### What this task involves
Exclude the pictures and reproduce the remaining data exactly as written.

※ ※ ※

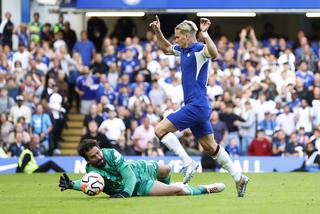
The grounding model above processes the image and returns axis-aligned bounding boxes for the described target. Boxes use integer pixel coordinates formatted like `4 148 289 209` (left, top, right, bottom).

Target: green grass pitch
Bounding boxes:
0 172 319 214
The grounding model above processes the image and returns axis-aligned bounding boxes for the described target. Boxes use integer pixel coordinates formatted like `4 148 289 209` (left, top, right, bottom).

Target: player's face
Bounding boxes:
86 146 105 167
174 29 188 48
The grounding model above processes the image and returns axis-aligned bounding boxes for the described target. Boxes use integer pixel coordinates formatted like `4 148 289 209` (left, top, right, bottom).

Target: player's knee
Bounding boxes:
155 125 165 138
201 141 218 155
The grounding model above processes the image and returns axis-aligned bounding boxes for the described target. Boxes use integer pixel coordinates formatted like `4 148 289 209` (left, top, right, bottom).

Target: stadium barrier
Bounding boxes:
0 156 304 174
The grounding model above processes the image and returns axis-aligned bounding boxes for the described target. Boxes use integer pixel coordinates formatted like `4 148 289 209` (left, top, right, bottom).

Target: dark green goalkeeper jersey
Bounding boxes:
73 149 159 196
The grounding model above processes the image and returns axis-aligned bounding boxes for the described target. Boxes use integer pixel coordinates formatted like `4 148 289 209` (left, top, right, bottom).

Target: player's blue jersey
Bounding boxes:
172 43 210 107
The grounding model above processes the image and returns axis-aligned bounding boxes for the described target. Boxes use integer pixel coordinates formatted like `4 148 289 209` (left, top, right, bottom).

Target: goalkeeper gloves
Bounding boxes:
110 192 129 198
59 173 73 191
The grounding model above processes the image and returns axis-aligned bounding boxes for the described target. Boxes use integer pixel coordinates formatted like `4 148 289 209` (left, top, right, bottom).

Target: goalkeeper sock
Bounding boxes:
212 145 241 182
186 186 206 195
160 132 192 167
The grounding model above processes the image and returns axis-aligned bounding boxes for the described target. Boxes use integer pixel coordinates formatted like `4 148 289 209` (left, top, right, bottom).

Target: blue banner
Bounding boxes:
0 156 304 174
76 0 320 9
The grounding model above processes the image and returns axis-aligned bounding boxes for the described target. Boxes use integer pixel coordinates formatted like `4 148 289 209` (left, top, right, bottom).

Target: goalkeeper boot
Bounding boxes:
182 160 199 184
201 183 226 194
236 174 249 197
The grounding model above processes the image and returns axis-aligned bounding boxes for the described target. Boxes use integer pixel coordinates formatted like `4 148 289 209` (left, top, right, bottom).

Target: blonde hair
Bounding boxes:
175 20 198 35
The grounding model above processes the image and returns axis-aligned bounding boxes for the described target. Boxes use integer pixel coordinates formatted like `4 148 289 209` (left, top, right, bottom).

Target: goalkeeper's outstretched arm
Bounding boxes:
59 173 81 191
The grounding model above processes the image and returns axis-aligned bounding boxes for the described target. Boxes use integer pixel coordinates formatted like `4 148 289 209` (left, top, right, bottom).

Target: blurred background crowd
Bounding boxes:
0 12 319 162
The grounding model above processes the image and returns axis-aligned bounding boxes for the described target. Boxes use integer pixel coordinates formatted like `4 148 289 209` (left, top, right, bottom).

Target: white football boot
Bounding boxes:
182 160 199 184
201 183 226 194
236 174 249 197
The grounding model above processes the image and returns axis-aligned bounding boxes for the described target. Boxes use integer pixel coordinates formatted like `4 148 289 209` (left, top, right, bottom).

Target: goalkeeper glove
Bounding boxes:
110 192 129 198
59 173 73 191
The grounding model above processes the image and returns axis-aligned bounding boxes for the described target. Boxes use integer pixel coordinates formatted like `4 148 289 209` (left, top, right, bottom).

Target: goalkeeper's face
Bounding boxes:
85 146 106 167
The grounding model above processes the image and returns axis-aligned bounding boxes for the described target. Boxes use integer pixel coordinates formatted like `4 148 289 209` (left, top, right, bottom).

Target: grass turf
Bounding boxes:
0 172 319 214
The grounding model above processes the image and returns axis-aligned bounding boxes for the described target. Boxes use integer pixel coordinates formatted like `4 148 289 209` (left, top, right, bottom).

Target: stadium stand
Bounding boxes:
0 11 320 160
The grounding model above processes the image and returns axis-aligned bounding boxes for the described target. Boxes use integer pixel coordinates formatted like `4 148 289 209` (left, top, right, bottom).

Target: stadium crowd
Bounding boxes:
0 12 319 163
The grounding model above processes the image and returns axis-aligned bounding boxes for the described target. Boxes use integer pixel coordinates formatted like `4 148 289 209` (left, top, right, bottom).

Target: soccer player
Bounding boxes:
58 139 225 198
149 16 249 196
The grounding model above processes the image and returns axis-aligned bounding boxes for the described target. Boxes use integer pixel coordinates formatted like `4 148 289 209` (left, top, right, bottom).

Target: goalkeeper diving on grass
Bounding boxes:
59 139 225 198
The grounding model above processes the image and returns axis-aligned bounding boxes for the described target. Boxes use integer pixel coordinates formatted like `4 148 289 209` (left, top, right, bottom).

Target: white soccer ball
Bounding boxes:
81 172 105 196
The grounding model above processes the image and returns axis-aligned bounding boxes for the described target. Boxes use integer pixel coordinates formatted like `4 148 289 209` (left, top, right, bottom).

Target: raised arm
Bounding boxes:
149 15 174 55
200 18 219 59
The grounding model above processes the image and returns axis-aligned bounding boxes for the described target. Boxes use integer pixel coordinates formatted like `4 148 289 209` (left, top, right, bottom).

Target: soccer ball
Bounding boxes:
81 172 105 196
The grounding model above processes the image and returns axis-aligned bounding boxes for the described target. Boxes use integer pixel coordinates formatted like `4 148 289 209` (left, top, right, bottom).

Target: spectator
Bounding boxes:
73 31 96 66
276 105 296 137
81 120 112 149
0 87 15 113
148 81 166 108
17 23 30 48
297 44 318 72
225 138 240 156
130 73 151 95
9 95 32 124
53 31 66 52
29 12 42 44
258 111 278 138
12 43 30 70
311 86 320 128
41 23 54 44
277 48 296 71
75 66 99 115
102 43 117 67
52 14 64 33
30 104 52 154
107 62 120 90
0 112 14 145
219 102 243 147
284 132 304 157
90 53 108 76
97 82 116 105
62 21 77 53
128 87 150 112
210 110 228 146
82 103 104 134
236 100 256 155
132 117 155 155
272 130 287 156
145 104 160 126
48 84 65 154
295 61 314 89
145 141 164 157
295 99 313 134
8 132 24 157
248 129 273 156
0 12 14 48
99 107 126 147
120 48 140 81
255 92 276 122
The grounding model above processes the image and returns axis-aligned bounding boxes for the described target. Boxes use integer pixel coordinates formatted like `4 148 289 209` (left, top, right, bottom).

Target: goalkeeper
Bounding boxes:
59 139 225 198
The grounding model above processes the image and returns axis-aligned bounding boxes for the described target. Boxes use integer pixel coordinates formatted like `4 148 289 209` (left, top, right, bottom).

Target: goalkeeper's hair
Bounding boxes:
175 20 198 35
78 139 100 159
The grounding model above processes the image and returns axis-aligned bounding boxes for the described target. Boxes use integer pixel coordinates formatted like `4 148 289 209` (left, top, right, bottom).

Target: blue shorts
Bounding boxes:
167 104 213 139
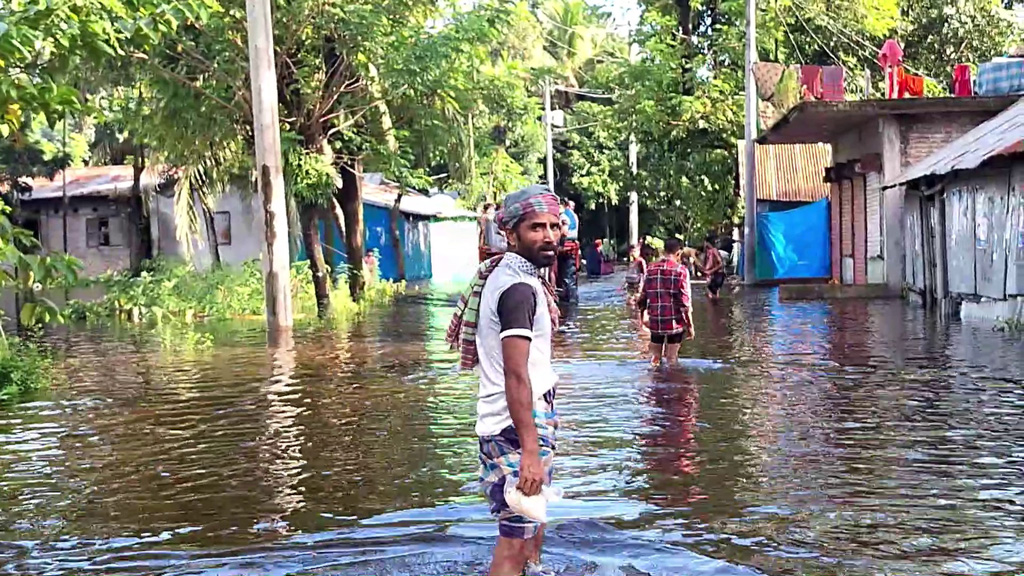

※ ※ ※

### Output of the exercise
The grounding model above processes the image and returns axis-aligned bounding boxes for the described target. Boxes use integer pixel coordinates formatted like `4 148 289 209` (left, top, right, bottom).

Target: green grass pitch
Bounding boxes:
0 172 319 214
The grounding model above processes the image and returns axis-aligned bounding boxes for the described target. Boxes use integer pixel coordinates formatted like `4 148 289 209` (left, top, right, bottom).

Target: player's face
Bounding boxes:
86 146 105 167
174 29 188 48
The grounding model above processes the image and returns axis-aligned bounding boxes for the described target. Boxes use integer pixel coordinates formatted like `4 148 289 209` (left, top, right, bottom).

Target: player's knee
Bounding boxes:
155 125 165 138
201 141 218 155
The grounding model above processes the image and returns axis-aligned bounding boxes for the described target. Boxes use integer pixel coordinates formatted like `4 148 289 209` (left, top, right, bottom).

Target: stadium barrier
Bounding boxes:
0 156 304 174
The grounding model above processes the image and returns axis-aligned bounding boxes for the described target. Boxes use integer pixel coordinates formatted like `4 148 289 209` (left, top, right, bottom).

Target: dark green goalkeeper jersey
Bounding boxes:
73 149 159 196
The grounding model above processes the image and returns axis-aligned bounding boxes for the described target. Boxes use integer pixel coordinates formatted like `4 148 289 209` (left, top, right, bottom).

Target: player's blue jersey
Bounding boxes:
172 43 210 107
The grounding model above processes the image and returns axis-aligned bounding boxes for the described target. Boxes use integer pixel coordinates formatted like `4 148 289 209` (left, top, right, bottom).

Target: goalkeeper gloves
Bounding boxes:
110 192 129 198
59 173 73 191
The grounding model above processes the image and returns axis-aligned bounding boxes for the described target. Boxes use integer pixel coordinates formatted like `4 148 289 209` (left, top, right, bottom).

Target: goalkeeper sock
Bounding boxes:
212 145 241 182
186 186 206 195
160 132 192 167
The grounding model above processes the image and returns axis-aligned bounding boxes for the described target. Boxes use integer pixel coordinates formatted like `4 148 289 209` (left, top, right, bottom).

Target: blue banner
Bounding boxes:
0 156 304 174
76 0 320 9
The grounding model above processes the image and returns axis-aligned bounding boxes for the described target. Boxes use integer pixel coordinates formatted like `4 148 289 209` (left, top, right, bottom).

Target: goalkeeper boot
Bounding boxes:
182 160 199 184
201 183 226 194
236 174 249 197
The grounding model above processes the image and returns axis-aligned bounding boxes for the described target. Boxes use integer pixel coordinates formatted like `4 148 289 209` (left, top, right, bottom).

Target: blonde hair
Bounding boxes:
175 20 198 35
The grounding model above processes the image and returns axis-aligned bounding boxes for the described target. Boxes use integer pixel coordinates formatted like `4 148 289 209` (left, top, right, bottom).

Target: goalkeeper's outstretched arm
Bounding boxes:
59 173 81 191
The grounding model above processes the image and returns axis-aligned bounding boxes for the described target. Boxes use integer pixel coordinates formatted like `4 148 289 209` (left, top, right, bottom).

Target: blurred background crowd
Bounding boxes:
0 12 319 162
The grounding model above processes the image and returns axis-aligned bounding boxes for the described target. Boxes use integer pixel coordinates formatted like `4 148 289 209` (left, top, right, bottom).

Target: white football boot
Bounding boxes:
182 160 199 184
201 183 226 194
236 174 249 197
The grounding model above processes the image and returns axis-aligned bounding boxes for the described target. Boxes use integer pixel coordinates formatted like `4 148 289 209` (left, top, right, bottom).

Target: goalkeeper glove
Bounding boxes:
110 192 129 198
59 173 73 191
The grounding model above processes the image and returns axis-aligned bounding boxes for the described target. Boxes use integer pixel coordinates formatted like `4 148 289 209` (left, top, right, bottom).

Target: goalkeeper's face
Bounding boxes:
85 146 106 167
The grounding model above processes the image and returns axis-aligned bounding boxes for the described target. Boxes use integer pixel coordinates formatted like `4 148 289 209` (left, top, right, bottom).

Target: grass turf
Bounding boxes:
0 172 319 214
The grounding model above processes the image and returns axis-aligned bounding boxes for the described target. Boxes use integer pixel coordinates formatted like `4 148 289 209` (left, top, right, bottom).

Target: stadium stand
Bounding boxes:
0 11 320 160
The grounding model above processes the image and returns axis-aligned bounding boxes for the described target. Boxes use integer pixel coordinates formatted like `4 148 289 209` (left, top, right, bottom).

Target: stadium crowd
Bounding boxes:
0 12 319 163
The grounding model above processes the image and returns axis-aligned bounding boxes for the described target. Boxes use integer pixel coordinates formatted like `4 148 289 209` (left, top, right, bottom).

Target: soccer player
Bounding boxes:
58 139 225 198
149 16 249 196
The grounding model above processes the image and returns axis-aligned bounding boxes for the described target. Boxes use integer pixel coordinates formatted like `4 148 289 209` (left, top, right, bottom).

Target: goalkeeper diving on grass
Bounding boxes:
59 139 225 198
The grounding model above processes the image and returns axis-aligned bounding boxes for the described target. Boxes use integer pixel coordinates formatted like `4 148 289 209` (left, top, right, bottom).

Target: white soccer ball
Bounding boxes:
81 172 105 196
The grounding model above processes the image and returns axis-aligned bounding boxes for the described target. Boxes use integer pixel coordinates formatted like `4 148 289 209` (left, top, right, bottom).

Target: raised arm
Bounding boxes:
149 15 174 55
200 18 219 59
The grounding model above processes the image and returns axis-aligned bounding boxes for the described target. Boxes use integer pixel coordinates formatted like `4 148 289 209` (left, top, right, bottom).

Target: soccer ball
Bounding boxes:
81 172 105 196
The grounding model above processes the image and returns axis-aligned bounding boxes for the described target. Boxes use integer pixel coordinates formatted like `4 148 289 209` (left, top, right, bottom).

Target: spectator
Bounding boxes:
73 31 96 66
276 105 296 137
81 120 112 149
0 87 15 113
148 81 166 108
17 23 30 48
297 44 318 72
225 138 240 156
130 73 151 95
9 95 32 124
53 31 66 52
29 12 42 44
258 111 278 138
12 43 30 70
311 86 320 128
41 23 54 44
277 48 296 71
75 66 99 115
102 43 117 67
52 14 64 33
30 104 52 154
107 62 120 90
0 112 14 145
219 102 243 147
284 132 304 157
90 53 108 76
97 82 116 105
62 21 77 53
128 87 150 112
210 110 228 146
82 103 104 134
236 100 256 155
132 117 155 155
272 130 287 156
145 104 160 126
48 84 65 154
295 61 314 89
145 141 164 157
295 99 313 134
8 132 24 157
248 129 273 156
0 12 14 48
99 107 126 147
120 48 140 81
255 92 276 122
The grounding model above processes the image and returns axis-aligned bounding boxes for the described target. Boxes use integer pixel coordinates formatted like `4 148 289 209` (left, top, right, bottom).

Target: goalkeeper
Bounding boxes:
59 139 225 198
The grounding model above processes the image and returns axis-aligned bounding boxes for the described target. Boxes use integer pixel coordinates formatted like `4 148 289 209` (left, top, right, bottom).

Target: goalkeeper's hair
Bounding boxes:
175 20 198 35
78 139 100 159
The grounding model above processes the image and returns axis-aligned bounding boxes for the described target. Boxes use integer pixel coordinates formatted like `4 148 289 209` (left, top, right, bottom).

Target: blue shorts
Bounding boxes:
167 104 213 139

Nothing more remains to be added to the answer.